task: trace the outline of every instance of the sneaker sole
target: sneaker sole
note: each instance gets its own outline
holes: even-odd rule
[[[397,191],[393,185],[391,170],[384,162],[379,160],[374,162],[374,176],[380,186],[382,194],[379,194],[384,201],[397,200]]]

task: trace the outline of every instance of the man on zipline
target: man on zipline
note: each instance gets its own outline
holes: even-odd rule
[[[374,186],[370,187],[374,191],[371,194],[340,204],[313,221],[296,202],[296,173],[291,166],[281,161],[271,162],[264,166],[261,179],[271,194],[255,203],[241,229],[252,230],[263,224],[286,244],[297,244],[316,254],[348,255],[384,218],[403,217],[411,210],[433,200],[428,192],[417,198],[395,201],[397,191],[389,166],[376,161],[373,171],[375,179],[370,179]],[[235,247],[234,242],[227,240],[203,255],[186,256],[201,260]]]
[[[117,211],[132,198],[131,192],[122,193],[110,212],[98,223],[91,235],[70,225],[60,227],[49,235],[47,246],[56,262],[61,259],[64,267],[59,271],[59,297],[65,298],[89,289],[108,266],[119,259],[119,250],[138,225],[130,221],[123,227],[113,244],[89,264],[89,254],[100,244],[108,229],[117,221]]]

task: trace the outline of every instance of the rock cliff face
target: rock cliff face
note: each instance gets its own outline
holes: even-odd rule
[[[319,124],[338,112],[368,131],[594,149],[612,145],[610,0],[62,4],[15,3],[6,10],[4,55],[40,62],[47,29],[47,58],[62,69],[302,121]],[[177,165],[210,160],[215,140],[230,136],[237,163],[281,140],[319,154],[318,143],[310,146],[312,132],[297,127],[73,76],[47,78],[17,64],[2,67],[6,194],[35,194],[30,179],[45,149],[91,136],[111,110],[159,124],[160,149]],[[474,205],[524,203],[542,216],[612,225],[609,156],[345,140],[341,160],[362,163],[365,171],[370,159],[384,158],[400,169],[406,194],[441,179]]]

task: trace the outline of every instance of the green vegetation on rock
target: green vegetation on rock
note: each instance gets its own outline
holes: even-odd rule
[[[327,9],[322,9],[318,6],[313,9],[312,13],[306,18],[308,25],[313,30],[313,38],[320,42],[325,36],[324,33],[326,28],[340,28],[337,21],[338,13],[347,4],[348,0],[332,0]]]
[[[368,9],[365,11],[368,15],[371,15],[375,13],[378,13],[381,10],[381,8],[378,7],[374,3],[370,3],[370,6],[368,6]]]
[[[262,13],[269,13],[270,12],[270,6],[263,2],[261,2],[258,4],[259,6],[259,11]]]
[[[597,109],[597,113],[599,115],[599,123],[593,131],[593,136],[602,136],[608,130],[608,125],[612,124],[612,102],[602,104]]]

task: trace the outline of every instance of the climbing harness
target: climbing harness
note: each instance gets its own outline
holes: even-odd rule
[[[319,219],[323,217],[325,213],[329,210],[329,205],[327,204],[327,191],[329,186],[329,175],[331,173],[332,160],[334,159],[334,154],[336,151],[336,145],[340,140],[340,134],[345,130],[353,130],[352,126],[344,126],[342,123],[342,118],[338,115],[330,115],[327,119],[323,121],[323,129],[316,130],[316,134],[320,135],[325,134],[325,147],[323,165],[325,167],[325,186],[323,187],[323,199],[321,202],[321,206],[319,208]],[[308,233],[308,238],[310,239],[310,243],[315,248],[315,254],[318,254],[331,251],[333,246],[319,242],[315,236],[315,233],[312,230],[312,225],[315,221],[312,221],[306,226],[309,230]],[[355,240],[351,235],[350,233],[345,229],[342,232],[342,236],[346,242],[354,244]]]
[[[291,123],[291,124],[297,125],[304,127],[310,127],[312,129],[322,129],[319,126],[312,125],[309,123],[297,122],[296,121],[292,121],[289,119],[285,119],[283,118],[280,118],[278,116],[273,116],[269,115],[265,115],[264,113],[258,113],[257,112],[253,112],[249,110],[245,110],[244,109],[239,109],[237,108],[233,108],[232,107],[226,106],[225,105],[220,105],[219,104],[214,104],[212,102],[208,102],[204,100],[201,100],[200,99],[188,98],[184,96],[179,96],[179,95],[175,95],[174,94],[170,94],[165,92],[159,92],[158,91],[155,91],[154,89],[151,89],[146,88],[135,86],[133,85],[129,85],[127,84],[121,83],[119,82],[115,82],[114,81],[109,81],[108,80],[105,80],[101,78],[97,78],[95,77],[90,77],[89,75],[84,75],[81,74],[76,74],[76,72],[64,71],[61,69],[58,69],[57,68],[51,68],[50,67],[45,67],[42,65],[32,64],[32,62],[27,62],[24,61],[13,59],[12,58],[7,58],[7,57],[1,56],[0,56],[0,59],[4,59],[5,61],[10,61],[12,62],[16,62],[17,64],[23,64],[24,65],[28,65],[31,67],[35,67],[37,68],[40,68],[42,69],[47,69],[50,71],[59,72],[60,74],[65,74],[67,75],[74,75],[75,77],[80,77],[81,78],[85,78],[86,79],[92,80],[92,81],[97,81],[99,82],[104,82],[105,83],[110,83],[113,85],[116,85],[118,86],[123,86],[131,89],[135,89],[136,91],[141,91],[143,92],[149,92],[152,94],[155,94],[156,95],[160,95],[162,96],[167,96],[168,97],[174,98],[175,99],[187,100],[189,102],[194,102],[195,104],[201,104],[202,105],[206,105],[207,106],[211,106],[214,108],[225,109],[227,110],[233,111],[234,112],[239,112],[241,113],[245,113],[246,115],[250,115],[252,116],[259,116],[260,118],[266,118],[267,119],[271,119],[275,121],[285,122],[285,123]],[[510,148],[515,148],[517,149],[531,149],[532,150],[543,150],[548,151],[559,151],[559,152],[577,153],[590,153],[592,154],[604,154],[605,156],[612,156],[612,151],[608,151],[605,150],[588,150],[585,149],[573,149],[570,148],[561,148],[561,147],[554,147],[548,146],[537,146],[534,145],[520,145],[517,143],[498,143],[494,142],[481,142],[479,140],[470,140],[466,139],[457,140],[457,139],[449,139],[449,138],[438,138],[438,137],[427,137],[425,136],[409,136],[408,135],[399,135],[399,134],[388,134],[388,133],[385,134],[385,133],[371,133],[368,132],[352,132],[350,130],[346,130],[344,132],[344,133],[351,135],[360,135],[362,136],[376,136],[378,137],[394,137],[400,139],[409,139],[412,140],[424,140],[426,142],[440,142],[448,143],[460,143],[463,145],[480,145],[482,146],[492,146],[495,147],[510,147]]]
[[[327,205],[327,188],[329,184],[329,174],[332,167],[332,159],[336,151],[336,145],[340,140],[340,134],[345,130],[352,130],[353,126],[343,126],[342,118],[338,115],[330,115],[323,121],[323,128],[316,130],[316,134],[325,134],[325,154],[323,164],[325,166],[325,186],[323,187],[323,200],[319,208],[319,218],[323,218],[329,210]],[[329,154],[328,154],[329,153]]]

--

WHAT IS REQUIRED » Nothing should be left out: return all of the records exactly.

FULL RESPONSE »
task: trace the outline of every instance of the sneaker sole
target: sneaker sole
note: each instance gets its own outline
holes: even-odd rule
[[[397,191],[393,185],[391,170],[384,162],[379,160],[374,162],[374,176],[380,186],[382,194],[379,194],[384,201],[397,200]]]

task: trace the outline of every instance of the man on zipline
target: man on zipline
note: each instance gets its own outline
holes: even-odd rule
[[[374,186],[370,187],[374,191],[371,194],[340,204],[313,221],[296,202],[296,173],[291,166],[281,161],[271,162],[264,166],[261,179],[271,194],[255,203],[241,229],[252,230],[263,224],[286,244],[297,244],[316,254],[348,255],[384,218],[403,217],[411,210],[433,200],[428,192],[417,198],[395,201],[397,191],[389,166],[376,161],[373,171],[375,179],[370,179]],[[235,247],[234,242],[227,240],[203,255],[186,256],[201,260]]]
[[[117,211],[132,198],[131,192],[122,193],[110,212],[98,223],[91,235],[70,225],[60,227],[49,235],[47,246],[56,262],[61,259],[64,267],[59,271],[59,297],[65,298],[89,289],[108,266],[119,259],[119,250],[138,225],[130,221],[123,227],[113,244],[89,264],[89,254],[100,244],[108,229],[117,221]]]

task: trace the outline of every instance of the rock cliff face
target: rock cliff face
note: each instance gets its own outline
holes: even-odd rule
[[[319,124],[338,112],[368,131],[594,149],[612,145],[610,0],[62,4],[15,3],[6,10],[4,55],[40,62],[47,29],[47,58],[62,69],[302,121]],[[177,165],[210,160],[215,140],[230,136],[237,163],[281,140],[319,154],[318,143],[310,146],[312,132],[297,127],[73,76],[47,78],[17,64],[2,67],[6,194],[35,194],[30,179],[45,149],[91,136],[111,110],[159,124],[160,149]],[[474,205],[524,203],[542,216],[612,225],[609,156],[345,140],[341,160],[362,163],[365,171],[370,159],[384,158],[400,169],[406,194],[441,179]]]

task: trace the outline of every instance of the green vegetation on rock
target: green vegetation on rock
note: each instance gets its own outline
holes: even-odd rule
[[[327,9],[322,9],[318,6],[313,9],[312,13],[306,18],[308,25],[313,30],[313,38],[320,42],[325,36],[324,33],[326,28],[340,28],[337,21],[338,13],[347,4],[348,0],[332,0]]]
[[[368,9],[365,11],[368,15],[371,15],[375,13],[378,13],[381,10],[381,8],[378,7],[374,3],[370,3],[370,6],[368,6]]]
[[[262,13],[269,13],[270,12],[270,6],[263,2],[261,2],[258,4],[259,6],[259,11]]]
[[[597,109],[597,113],[599,115],[599,123],[593,131],[593,136],[602,136],[608,130],[608,125],[612,124],[612,102],[602,104]]]

task: trace the outline of every instance of the climbing harness
target: climbing harness
note: each instance gets its own outline
holes: even-odd rule
[[[319,219],[323,217],[325,213],[329,210],[329,205],[327,204],[327,191],[329,186],[329,175],[331,173],[332,160],[334,159],[334,154],[336,151],[336,145],[340,140],[340,134],[345,130],[353,130],[352,126],[344,126],[342,123],[342,118],[338,115],[330,115],[327,119],[323,121],[323,129],[316,130],[316,134],[320,135],[325,134],[325,147],[323,165],[325,167],[325,186],[323,187],[323,199],[321,202],[321,206],[319,208]],[[308,233],[308,238],[310,239],[310,243],[315,248],[315,254],[318,254],[331,251],[333,246],[319,242],[315,236],[315,233],[312,230],[312,225],[315,221],[312,221],[306,226],[309,230]],[[355,240],[351,235],[350,233],[345,229],[342,232],[342,236],[346,242],[354,244]]]
[[[291,123],[291,124],[297,125],[304,127],[310,127],[312,129],[322,129],[319,126],[312,125],[309,123],[297,122],[296,121],[292,121],[289,119],[285,119],[283,118],[280,118],[278,116],[273,116],[269,115],[265,115],[264,113],[258,113],[257,112],[253,112],[249,110],[245,110],[244,109],[239,109],[237,108],[233,108],[232,107],[226,106],[225,105],[220,105],[219,104],[214,104],[212,102],[208,102],[204,100],[201,100],[200,99],[188,98],[184,96],[179,96],[179,95],[175,95],[174,94],[170,94],[165,92],[159,92],[158,91],[155,91],[154,89],[151,89],[146,88],[135,86],[133,85],[129,85],[127,84],[121,83],[119,82],[115,82],[114,81],[109,81],[108,80],[105,80],[101,78],[97,78],[95,77],[90,77],[89,75],[84,75],[81,74],[76,74],[76,72],[64,71],[61,69],[58,69],[57,68],[51,68],[50,67],[45,67],[42,65],[32,64],[32,62],[27,62],[24,61],[13,59],[12,58],[7,58],[7,57],[1,56],[0,56],[0,59],[4,59],[5,61],[10,61],[12,62],[16,62],[17,64],[23,64],[24,65],[28,65],[31,67],[35,67],[37,68],[40,68],[42,69],[47,69],[50,71],[59,72],[60,74],[65,74],[67,75],[74,75],[75,77],[80,77],[81,78],[85,78],[86,79],[92,80],[92,81],[97,81],[99,82],[104,82],[105,83],[110,83],[113,85],[116,85],[118,86],[123,86],[131,89],[135,89],[136,91],[141,91],[143,92],[149,92],[152,94],[155,94],[156,95],[160,95],[162,96],[167,96],[168,97],[174,98],[175,99],[187,100],[189,102],[194,102],[195,104],[201,104],[202,105],[206,105],[207,106],[211,106],[214,108],[225,109],[227,110],[233,111],[234,112],[239,112],[241,113],[245,113],[246,115],[250,115],[252,116],[259,116],[260,118],[266,118],[267,119],[271,119],[275,121],[285,122],[285,123]],[[510,148],[515,148],[517,149],[531,149],[532,150],[543,150],[548,151],[559,151],[559,152],[577,153],[590,153],[592,154],[604,154],[605,156],[612,156],[612,151],[608,151],[605,150],[588,150],[585,149],[573,149],[570,148],[561,148],[561,147],[554,147],[548,146],[537,146],[534,145],[520,145],[517,143],[498,143],[494,142],[481,142],[479,140],[470,140],[466,139],[457,140],[457,139],[449,139],[449,138],[438,138],[438,137],[427,137],[425,136],[409,136],[408,135],[399,135],[399,134],[388,134],[388,133],[385,134],[385,133],[371,133],[368,132],[352,132],[350,130],[346,130],[344,132],[344,133],[351,135],[360,135],[362,136],[376,136],[378,137],[394,137],[400,139],[409,139],[412,140],[424,140],[426,142],[440,142],[448,143],[460,143],[463,145],[480,145],[482,146],[492,146],[495,147],[510,147]]]
[[[327,205],[327,188],[329,184],[329,174],[332,167],[332,159],[336,151],[336,145],[340,140],[340,134],[345,130],[352,130],[353,126],[343,126],[342,118],[338,115],[330,115],[323,121],[323,128],[316,130],[316,134],[325,134],[325,154],[323,164],[325,166],[325,186],[323,187],[323,200],[319,208],[319,218],[323,218],[329,210]],[[329,154],[328,154],[329,153]]]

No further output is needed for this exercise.